**Brief:** Write the records out exactly as they read, but not the pictures.

**Exercise data:**
⟨
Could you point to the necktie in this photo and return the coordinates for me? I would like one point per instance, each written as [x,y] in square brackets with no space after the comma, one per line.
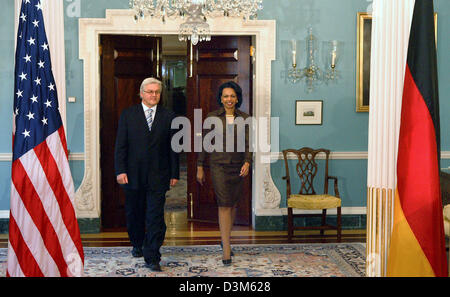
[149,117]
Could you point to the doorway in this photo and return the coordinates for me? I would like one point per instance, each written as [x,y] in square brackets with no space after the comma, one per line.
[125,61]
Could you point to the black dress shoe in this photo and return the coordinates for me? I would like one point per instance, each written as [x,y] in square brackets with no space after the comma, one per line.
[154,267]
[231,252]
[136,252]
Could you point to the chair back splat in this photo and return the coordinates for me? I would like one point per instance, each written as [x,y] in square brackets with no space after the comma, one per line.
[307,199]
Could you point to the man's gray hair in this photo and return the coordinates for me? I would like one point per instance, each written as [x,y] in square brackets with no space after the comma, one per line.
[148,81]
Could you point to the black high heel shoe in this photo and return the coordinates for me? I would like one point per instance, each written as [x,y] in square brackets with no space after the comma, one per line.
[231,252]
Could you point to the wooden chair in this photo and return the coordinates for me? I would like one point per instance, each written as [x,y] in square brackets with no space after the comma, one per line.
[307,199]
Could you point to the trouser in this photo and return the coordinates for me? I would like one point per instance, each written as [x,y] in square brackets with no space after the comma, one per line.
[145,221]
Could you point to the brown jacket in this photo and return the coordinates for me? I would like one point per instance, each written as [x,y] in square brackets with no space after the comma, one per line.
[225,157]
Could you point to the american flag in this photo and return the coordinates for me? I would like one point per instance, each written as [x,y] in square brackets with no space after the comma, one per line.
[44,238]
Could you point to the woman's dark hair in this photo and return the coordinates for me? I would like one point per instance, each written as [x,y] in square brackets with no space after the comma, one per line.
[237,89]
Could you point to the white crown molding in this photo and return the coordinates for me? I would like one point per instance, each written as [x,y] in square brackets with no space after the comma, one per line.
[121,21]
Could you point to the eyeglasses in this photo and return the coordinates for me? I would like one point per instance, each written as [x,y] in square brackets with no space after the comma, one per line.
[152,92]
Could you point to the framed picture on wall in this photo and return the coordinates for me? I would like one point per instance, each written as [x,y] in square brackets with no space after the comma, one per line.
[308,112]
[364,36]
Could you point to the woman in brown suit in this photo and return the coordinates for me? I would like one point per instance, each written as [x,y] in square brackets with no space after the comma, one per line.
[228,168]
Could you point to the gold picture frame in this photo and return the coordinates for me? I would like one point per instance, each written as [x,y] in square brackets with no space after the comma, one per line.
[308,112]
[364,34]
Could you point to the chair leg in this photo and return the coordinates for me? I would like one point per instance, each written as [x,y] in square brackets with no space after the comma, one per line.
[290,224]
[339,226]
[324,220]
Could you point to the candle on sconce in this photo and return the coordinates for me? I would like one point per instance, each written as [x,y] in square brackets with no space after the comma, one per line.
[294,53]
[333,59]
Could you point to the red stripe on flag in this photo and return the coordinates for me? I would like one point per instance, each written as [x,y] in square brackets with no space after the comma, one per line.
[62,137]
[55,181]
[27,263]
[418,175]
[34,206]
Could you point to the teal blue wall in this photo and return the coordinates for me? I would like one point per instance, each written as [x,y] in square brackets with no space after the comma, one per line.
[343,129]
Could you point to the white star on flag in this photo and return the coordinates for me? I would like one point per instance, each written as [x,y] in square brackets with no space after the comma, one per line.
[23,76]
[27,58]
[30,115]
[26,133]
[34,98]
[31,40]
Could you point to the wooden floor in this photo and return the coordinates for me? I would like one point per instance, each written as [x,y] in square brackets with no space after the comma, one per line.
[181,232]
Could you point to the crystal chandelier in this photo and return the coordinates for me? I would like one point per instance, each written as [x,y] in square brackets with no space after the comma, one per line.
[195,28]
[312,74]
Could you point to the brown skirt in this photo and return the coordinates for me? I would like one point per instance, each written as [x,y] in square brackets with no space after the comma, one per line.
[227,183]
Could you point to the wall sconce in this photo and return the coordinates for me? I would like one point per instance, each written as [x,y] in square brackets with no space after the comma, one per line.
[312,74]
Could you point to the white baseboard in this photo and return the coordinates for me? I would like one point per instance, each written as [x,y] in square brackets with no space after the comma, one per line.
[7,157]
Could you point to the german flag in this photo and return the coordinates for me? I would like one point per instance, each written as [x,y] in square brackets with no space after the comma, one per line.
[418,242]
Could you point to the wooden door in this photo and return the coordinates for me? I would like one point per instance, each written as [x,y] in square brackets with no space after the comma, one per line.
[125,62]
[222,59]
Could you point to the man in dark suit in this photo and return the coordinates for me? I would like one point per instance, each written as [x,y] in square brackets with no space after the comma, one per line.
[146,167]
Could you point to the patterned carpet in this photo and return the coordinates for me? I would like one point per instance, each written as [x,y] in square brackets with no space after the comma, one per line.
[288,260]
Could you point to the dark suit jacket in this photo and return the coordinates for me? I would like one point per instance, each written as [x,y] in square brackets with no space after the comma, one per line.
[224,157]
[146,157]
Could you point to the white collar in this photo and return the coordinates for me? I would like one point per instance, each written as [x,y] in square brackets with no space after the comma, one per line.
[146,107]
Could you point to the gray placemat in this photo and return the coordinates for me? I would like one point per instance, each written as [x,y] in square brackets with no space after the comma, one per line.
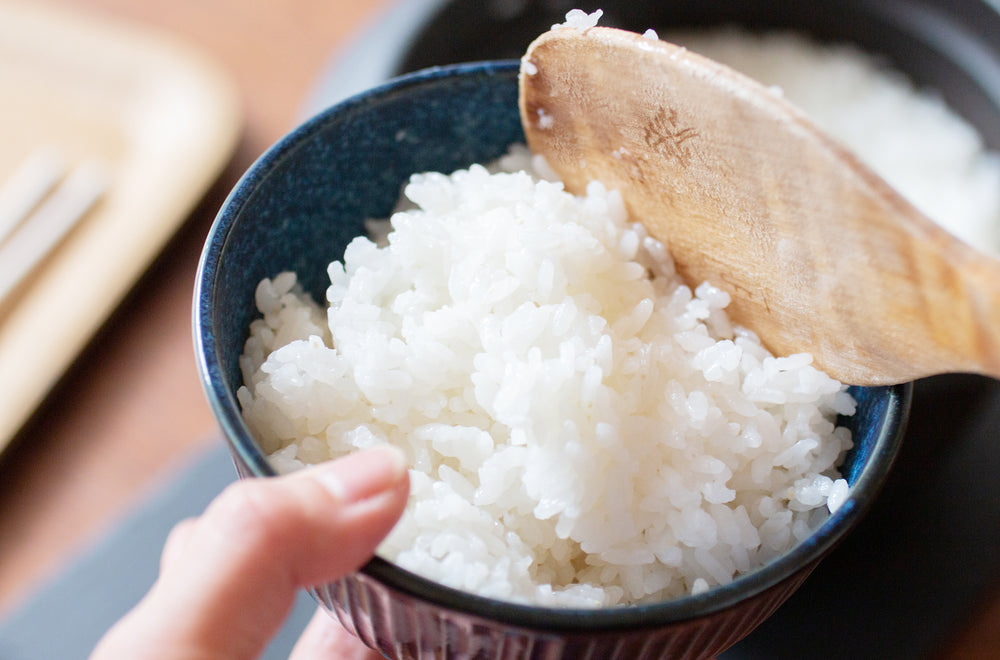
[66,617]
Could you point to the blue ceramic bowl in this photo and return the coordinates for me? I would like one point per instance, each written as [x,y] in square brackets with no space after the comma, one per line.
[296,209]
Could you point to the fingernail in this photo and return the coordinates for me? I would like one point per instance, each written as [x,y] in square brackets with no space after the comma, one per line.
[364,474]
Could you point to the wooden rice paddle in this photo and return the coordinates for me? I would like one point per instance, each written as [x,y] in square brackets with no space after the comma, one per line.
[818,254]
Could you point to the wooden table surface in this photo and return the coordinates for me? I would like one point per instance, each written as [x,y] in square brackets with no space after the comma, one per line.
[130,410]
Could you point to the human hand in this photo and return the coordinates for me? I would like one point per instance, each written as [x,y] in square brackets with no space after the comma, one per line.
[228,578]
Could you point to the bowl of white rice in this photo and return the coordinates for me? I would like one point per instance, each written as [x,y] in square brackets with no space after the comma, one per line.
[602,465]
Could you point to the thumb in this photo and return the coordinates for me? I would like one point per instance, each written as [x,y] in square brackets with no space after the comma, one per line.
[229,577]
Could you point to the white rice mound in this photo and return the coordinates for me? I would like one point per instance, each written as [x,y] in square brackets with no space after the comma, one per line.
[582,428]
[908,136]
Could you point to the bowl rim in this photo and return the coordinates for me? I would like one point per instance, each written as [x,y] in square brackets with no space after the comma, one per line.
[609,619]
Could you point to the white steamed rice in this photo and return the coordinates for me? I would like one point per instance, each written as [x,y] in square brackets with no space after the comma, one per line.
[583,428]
⟩
**Solution for this problem:**
Could you point to the necktie in this photo and return the coordinates for me? I would like one point per instance, each written as [x,y] in square brackets with no space after the comma, one per line.
[149,117]
Could you point to the doorway in this photo and return the coordinates for me? I would like one point per instance, each written as [x,y] in square brackets with no space after the comma, one per line.
[125,61]
Could you point to the black dress shoe in this photo and return the coordinates for me? I would like one point per instance, each written as [x,y] in square brackets with no space after the comma, one per line.
[154,267]
[231,252]
[136,252]
Could you point to the chair back splat in this photo and return the coordinates for me? I would like one point per instance, each written as [x,y] in square brackets with no space after the comma, one per line.
[307,199]
Could you point to the man's gray hair in this photo and return the coordinates for me? I would like one point per instance, each written as [x,y] in square brackets with no space after the comma, one per line.
[148,81]
Could you point to the black high heel shoe in this photo and return the coordinates for me? I would like one point per instance, each written as [x,y] in square brackets with no space after the comma, one per line.
[231,252]
Could you point to the wooden chair in this photo and return the coordinates for me? I would like one point per instance, each written as [x,y] in square brackets with no space after the comma, one per line.
[307,199]
Could you point to the trouser in this photo and return the coordinates for me? I would like one point per instance, each written as [x,y] in square brackets with no space after the comma, one per line.
[145,221]
Could you point to the brown jacket in this photo and return the coordinates for me? I would like one point per instance, each written as [x,y] in square brackets with no space after the comma, one per line.
[225,157]
Could you point to the american flag in this photo and return the coordinates for me? I would like one point per instance, each written as [x,y] in square brackets with no space after the comma, one per line.
[44,238]
Could you point to the woman's dark hair in this photo and return the coordinates for me? I would like one point per instance, each written as [x,y] in square brackets with no space after the comma, one per line.
[237,89]
Could you point to the white crown molding in this photo and return the coordinates for me? I would like one point per instance, each written as [x,y] in square brackets with no space after the comma, one per line.
[121,21]
Could you point to the eyeglasses in this photo and return the coordinates for me? I would like one point per instance, each written as [x,y] in square brackets with no space after the comma, one per line.
[152,92]
Could you point to the framed picture on wall in this photo and return the coordinates for me? I would like one point per instance, each written as [x,y] in square brackets with no space after the comma, one per line.
[308,112]
[364,36]
Could you point to the woman in brown suit in this photo and return the coordinates for me? I would like one point per instance, each written as [x,y] in square brackets with no space after the comma, one per line.
[228,168]
Could you point to the gold picture frame in this photo and return the coordinates for me? I would like one point per instance, each written as [x,y] in square brackets with no space after the comma, one per line.
[308,112]
[364,34]
Could you point to the chair leg in this photo and return the coordinates for me? I would like one point per instance, each written as [x,y] in square brackets with no space after the comma, one per line.
[290,224]
[339,226]
[324,220]
Could you point to the candle on sconce in this photo and return the coordinates for me? I would like one point per instance, each written as [x,y] in square brackets with no space after the comma, one per line.
[294,53]
[333,59]
Could you point to the red stripe on flag in this photo and return the coordinates for me? I would like one point per instance, each written as [x,y] in square brackets with no space after the comma, one per line.
[62,137]
[55,181]
[27,263]
[418,175]
[34,206]
Could you point to the teal blue wall in this photo and return the coordinates for me? I would like one point per instance, each written as [x,y] in square brackets with no space after the comma, one per line.
[343,129]
Could you point to the white star on flag in this photo and return the coordinates for me? I would like one point per instance, each written as [x,y] in square brackets with no space after the comma, one per line.
[23,76]
[27,58]
[30,115]
[26,133]
[34,98]
[31,40]
Could you point to the wooden floor in this photo and return the coordinates for me? I would like one point per instance, each written as [x,y] in square brackets with no space after the comma, one per line.
[181,232]
Could you point to the crystal chandelier in this photo and return the coordinates for me? I would like one point per instance, each written as [x,y] in square brackets with no space after the comma, one per line.
[195,28]
[312,74]
Could you point to the brown skirt in this photo and return the coordinates for me? I would like one point per instance, each written as [x,y] in square brackets with no space after the comma, one per line.
[227,183]
Could you point to the wall sconce in this photo and return the coordinates for me? I would like one point per instance, each written as [x,y] in square brackets with no space after the comma, one per line.
[312,74]
Could you point to the white baseboard in this photo and return the coordinates for me? I would like one point per instance, each written as [x,y] in square brackets with no space after the comma, one per line.
[7,157]
Could you point to the german flag in this photo and return the coordinates for me? I would like one point per instance, each written as [x,y] in square brackets with no space after the comma, one per line.
[418,242]
Could you point to the wooden door in this photo and return the coordinates for me? I would like one point per instance, each written as [x,y] in square brackets with no space after the comma, one per line.
[125,62]
[222,59]
Could you point to the man in dark suit in this photo and return the coordinates for me? I would like one point per instance, each written as [x,y] in square brackets with no space after the comma, one per line.
[146,167]
Could you point to the patterned carpet in this photo and return the coordinates for me? I would like one point per instance, each written as [x,y] in square brackets with no space after the comma, one per line.
[288,260]
Could you point to the dark suit jacket in this photo and return the coordinates for me? I would like one point per instance, each written as [x,y] in square brackets with no space after the comma, one per line.
[224,157]
[146,157]
Could you point to the white collar in this photo and return the coordinates for me? I would like one point per instance, each written as [x,y] in square brackets with no space after the comma, one per line.
[146,107]
Could you point to the gray placemat in this photo and return the coordinates for me? I would like one point per instance, each written as [x,y] in square brackets with no space after the comma, one per line.
[66,617]
Could you point to the blue ceramic bowl in this photo and return the coordinates for me? I would like one point per instance, each written as [x,y] in square brackets with no space after the comma, one per line.
[296,209]
Could you point to the fingernail in this photo and return the coordinates for me? I would like one point per instance, each written as [x,y] in square brackets with no space after the comma, one per line.
[364,474]
Could you point to the wooden rice paddle in this photo and return the coordinates for me? I would like one point per instance, each written as [x,y] in square brackets with no space after the comma, one per line.
[818,254]
Could you point to the wooden table surface in this photo and return the coordinates for me? I would like one point per instance, each written as [x,y] in square brackets with no space after the comma, one per line.
[130,410]
Could you point to the human hand in this photo and return the coordinates for me? I would like one point per instance, each written as [x,y] in square brackets with no space after the comma, one per line.
[228,578]
Could you point to the bowl of white rice in this photo and return the coordinates for me? I would like one point per instance, each written as [x,y] in square brackets with no space after the comma, one per line.
[602,465]
Could you point to the thumb in this photo and return the coordinates for me? I would like one point per instance, each written as [x,y] in square brackets with no space after the comma, one per line.
[229,577]
Could you point to the white rice mound in this photo and return the coordinates for me? I would like one point per instance, each written as [x,y] in square brackets with no space after the comma, one per line.
[582,428]
[908,136]
Could you point to the bowl rim in this photo and return the coordinates for me? I would like one point per instance, each written as [x,y] in square brackets with no space after the comma, one per line.
[609,619]
Could you point to the white steamed rice in this photo and return the coordinates for me? I would like one point per instance, each written as [x,y] in square brackets with no space after the comma, one per line.
[583,428]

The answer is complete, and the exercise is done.